— Dataset content —
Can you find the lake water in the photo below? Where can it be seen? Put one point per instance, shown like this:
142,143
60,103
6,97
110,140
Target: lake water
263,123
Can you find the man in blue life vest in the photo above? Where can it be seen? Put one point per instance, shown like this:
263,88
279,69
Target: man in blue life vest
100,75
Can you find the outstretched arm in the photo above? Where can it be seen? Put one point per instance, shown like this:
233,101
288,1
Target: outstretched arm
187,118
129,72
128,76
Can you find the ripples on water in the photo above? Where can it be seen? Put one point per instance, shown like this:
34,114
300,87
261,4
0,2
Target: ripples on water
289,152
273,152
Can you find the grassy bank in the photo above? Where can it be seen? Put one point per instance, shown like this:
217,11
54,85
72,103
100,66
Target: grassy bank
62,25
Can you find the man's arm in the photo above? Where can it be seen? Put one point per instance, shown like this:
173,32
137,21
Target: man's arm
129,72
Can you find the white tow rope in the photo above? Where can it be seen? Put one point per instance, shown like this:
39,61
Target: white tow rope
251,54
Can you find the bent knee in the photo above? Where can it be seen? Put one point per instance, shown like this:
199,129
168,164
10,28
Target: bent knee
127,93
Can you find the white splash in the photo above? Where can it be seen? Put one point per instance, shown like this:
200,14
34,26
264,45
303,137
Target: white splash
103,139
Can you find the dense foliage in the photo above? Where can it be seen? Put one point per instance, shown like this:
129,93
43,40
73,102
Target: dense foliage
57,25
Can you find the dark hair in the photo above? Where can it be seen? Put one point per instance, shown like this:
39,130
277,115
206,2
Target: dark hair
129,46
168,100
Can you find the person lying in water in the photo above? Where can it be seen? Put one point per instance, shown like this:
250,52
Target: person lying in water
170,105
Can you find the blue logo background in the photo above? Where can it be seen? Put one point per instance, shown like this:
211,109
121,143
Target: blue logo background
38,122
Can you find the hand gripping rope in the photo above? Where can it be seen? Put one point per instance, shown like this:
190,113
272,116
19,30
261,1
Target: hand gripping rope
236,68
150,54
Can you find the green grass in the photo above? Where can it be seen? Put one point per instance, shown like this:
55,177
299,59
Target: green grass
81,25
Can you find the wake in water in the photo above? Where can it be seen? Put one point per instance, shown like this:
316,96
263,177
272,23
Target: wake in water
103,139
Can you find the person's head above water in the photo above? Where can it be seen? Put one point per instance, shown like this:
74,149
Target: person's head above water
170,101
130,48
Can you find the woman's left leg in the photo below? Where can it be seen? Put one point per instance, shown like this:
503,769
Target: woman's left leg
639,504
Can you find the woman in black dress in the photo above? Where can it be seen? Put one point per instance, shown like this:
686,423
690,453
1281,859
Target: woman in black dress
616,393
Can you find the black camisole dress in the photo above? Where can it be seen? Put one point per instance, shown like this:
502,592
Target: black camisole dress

— Problem statement —
List all lines above in which the string "camisole" appears.

— Completed exercise —
Can you find the black camisole dress in the photo above? Where can it be seen? Put one point per instance, shown like this:
Target: black camisole dress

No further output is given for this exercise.